▶ [Directions]
Starting with the line that contains "233L17 212L9 226L0" and going on through the end of the listing, replace "rough mask" with "coarse mask" and reproduce those lines with nothing else altered. Leave the pictures out of your answer.

(Beginning of Information provided)

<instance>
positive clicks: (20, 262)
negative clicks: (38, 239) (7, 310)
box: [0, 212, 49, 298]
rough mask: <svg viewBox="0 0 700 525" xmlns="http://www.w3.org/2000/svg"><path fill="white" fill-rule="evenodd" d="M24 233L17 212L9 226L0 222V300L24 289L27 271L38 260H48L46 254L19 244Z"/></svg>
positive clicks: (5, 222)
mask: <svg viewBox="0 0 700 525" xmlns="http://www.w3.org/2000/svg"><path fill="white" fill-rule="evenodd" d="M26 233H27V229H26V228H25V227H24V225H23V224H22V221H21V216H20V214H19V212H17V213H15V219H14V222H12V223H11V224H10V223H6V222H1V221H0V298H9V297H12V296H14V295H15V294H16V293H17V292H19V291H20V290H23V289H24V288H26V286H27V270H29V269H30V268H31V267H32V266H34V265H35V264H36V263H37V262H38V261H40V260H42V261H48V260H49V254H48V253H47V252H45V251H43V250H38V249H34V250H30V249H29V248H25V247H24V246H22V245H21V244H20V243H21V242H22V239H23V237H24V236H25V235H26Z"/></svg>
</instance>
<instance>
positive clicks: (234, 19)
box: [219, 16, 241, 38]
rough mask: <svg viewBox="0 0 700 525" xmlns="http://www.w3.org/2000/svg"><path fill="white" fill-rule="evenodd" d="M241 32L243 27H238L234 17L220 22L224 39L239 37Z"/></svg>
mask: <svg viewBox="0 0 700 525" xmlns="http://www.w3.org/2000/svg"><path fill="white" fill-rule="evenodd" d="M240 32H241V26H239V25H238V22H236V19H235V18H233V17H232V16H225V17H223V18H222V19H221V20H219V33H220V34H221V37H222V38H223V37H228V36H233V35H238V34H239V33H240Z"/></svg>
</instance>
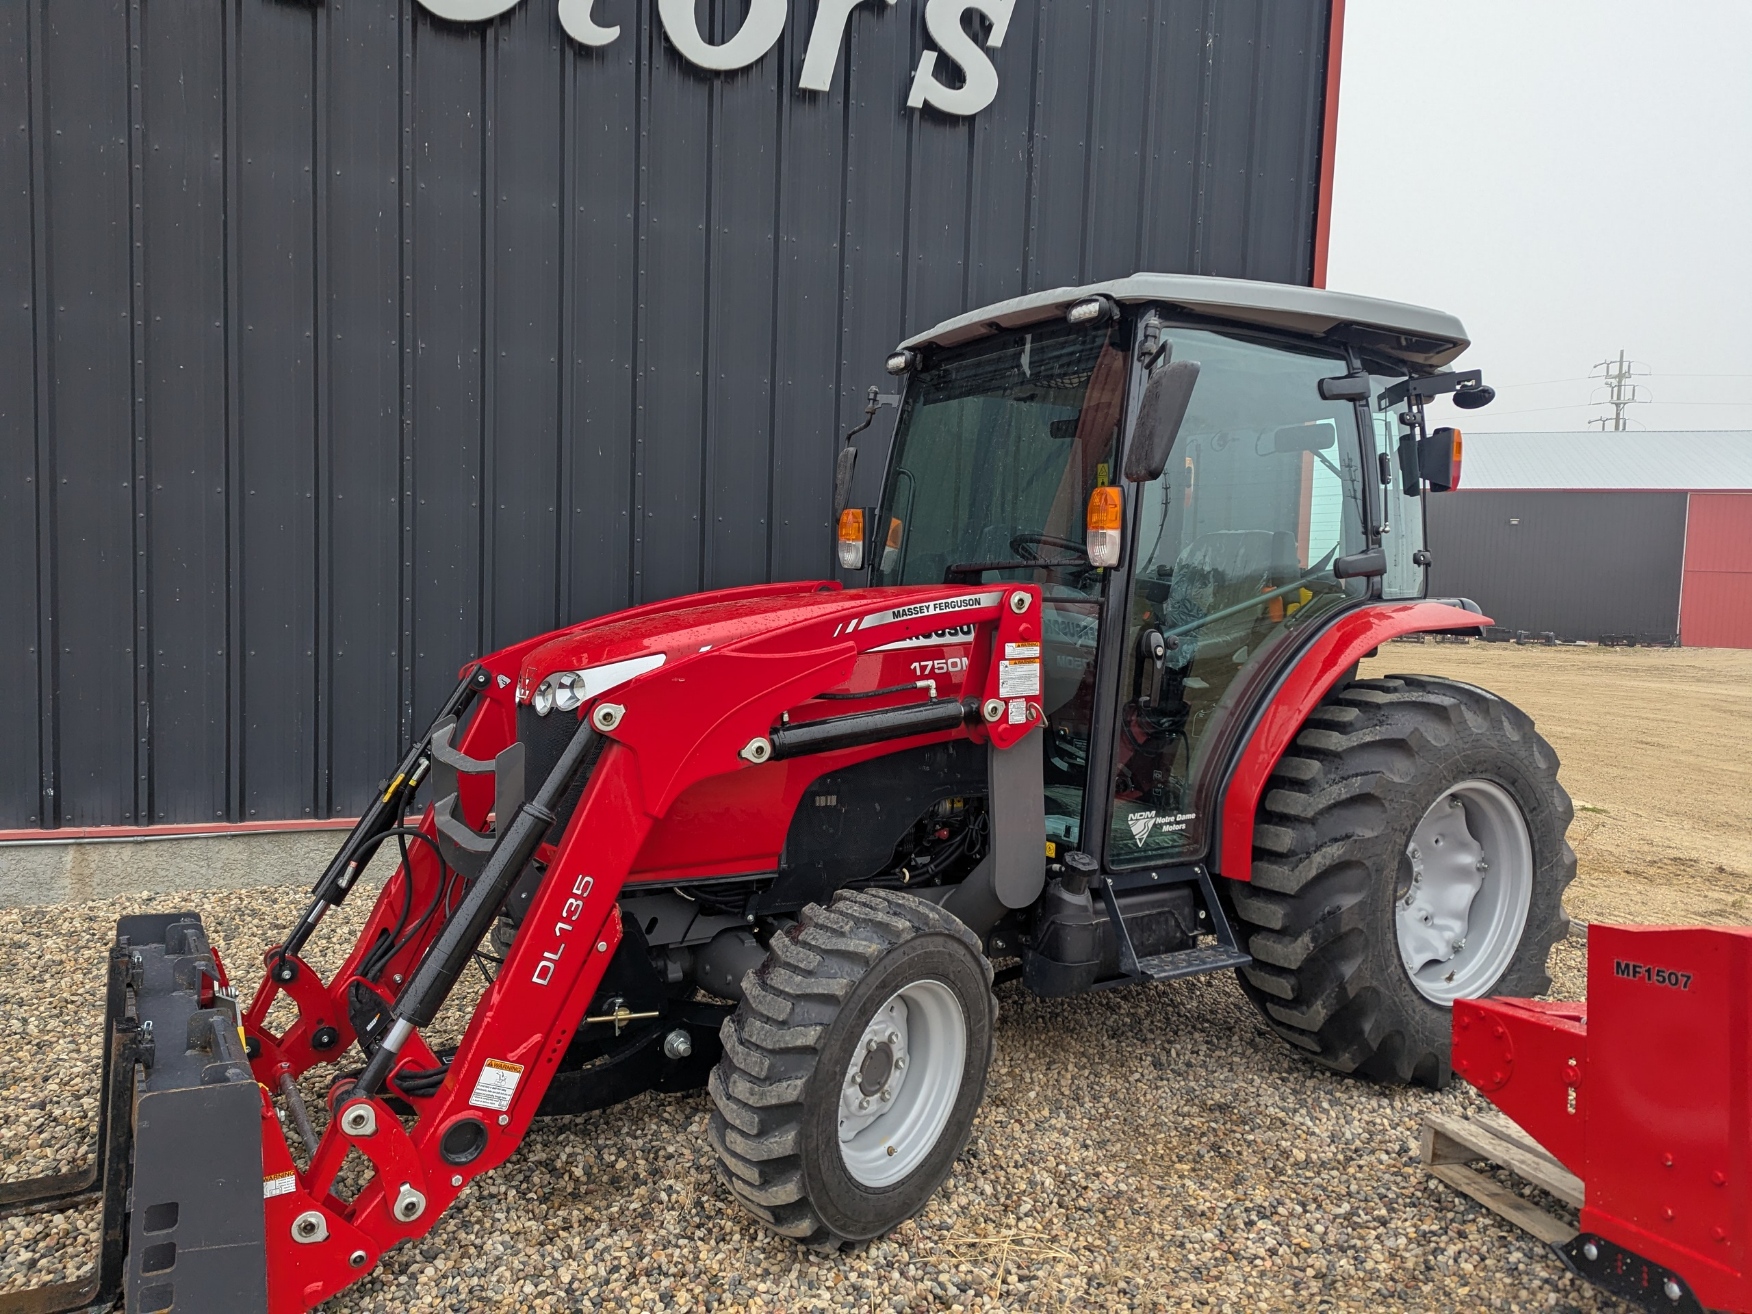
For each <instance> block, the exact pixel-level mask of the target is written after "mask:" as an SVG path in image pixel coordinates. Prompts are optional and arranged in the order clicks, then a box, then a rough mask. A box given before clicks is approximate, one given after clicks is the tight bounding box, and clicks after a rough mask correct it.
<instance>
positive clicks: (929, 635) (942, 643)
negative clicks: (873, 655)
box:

(End of Information provided)

▶ [Response box]
coarse mask: <svg viewBox="0 0 700 525" xmlns="http://www.w3.org/2000/svg"><path fill="white" fill-rule="evenodd" d="M24 233L17 212L9 226L0 222V300L24 289L27 271L38 260H48L46 254L19 244Z"/></svg>
positive clicks: (5, 222)
mask: <svg viewBox="0 0 700 525" xmlns="http://www.w3.org/2000/svg"><path fill="white" fill-rule="evenodd" d="M26 233H27V229H26V228H25V227H24V225H23V224H22V221H21V216H20V214H19V212H17V213H15V219H14V222H12V223H11V224H10V223H6V222H1V221H0V298H9V297H12V296H14V295H15V294H16V293H17V292H19V291H20V290H23V289H24V288H26V286H27V270H29V269H30V268H31V267H32V266H34V265H35V264H36V263H37V262H38V261H40V260H42V261H48V260H49V254H48V253H47V252H45V251H43V250H38V249H34V250H30V249H29V248H25V247H24V246H22V245H21V244H20V243H21V242H22V239H23V237H24V236H25V235H26Z"/></svg>
</instance>
<instance>
positive clicks: (234, 19)
box: [219, 16, 241, 38]
coarse mask: <svg viewBox="0 0 700 525" xmlns="http://www.w3.org/2000/svg"><path fill="white" fill-rule="evenodd" d="M241 32L243 27H238L234 17L220 22L224 39L239 37Z"/></svg>
mask: <svg viewBox="0 0 700 525" xmlns="http://www.w3.org/2000/svg"><path fill="white" fill-rule="evenodd" d="M240 32H241V26H239V25H238V22H236V19H235V18H233V17H232V16H225V17H223V18H222V19H221V20H219V33H220V34H221V37H222V38H223V37H228V36H233V35H238V34H239V33H240Z"/></svg>
</instance>
For each <instance> block, the exact pixel-level mask of the target is written after "mask:" as an SVG path in image pixel coordinates. Prompts are optional and arranged in the order clicks, then a box, then a coarse mask. A box given before clicks is approximate, one given after clicks is the tight bounding box, and clicks after a coarse mask correct it.
<instance>
positive clicks: (929, 635) (942, 643)
negative clicks: (873, 655)
box:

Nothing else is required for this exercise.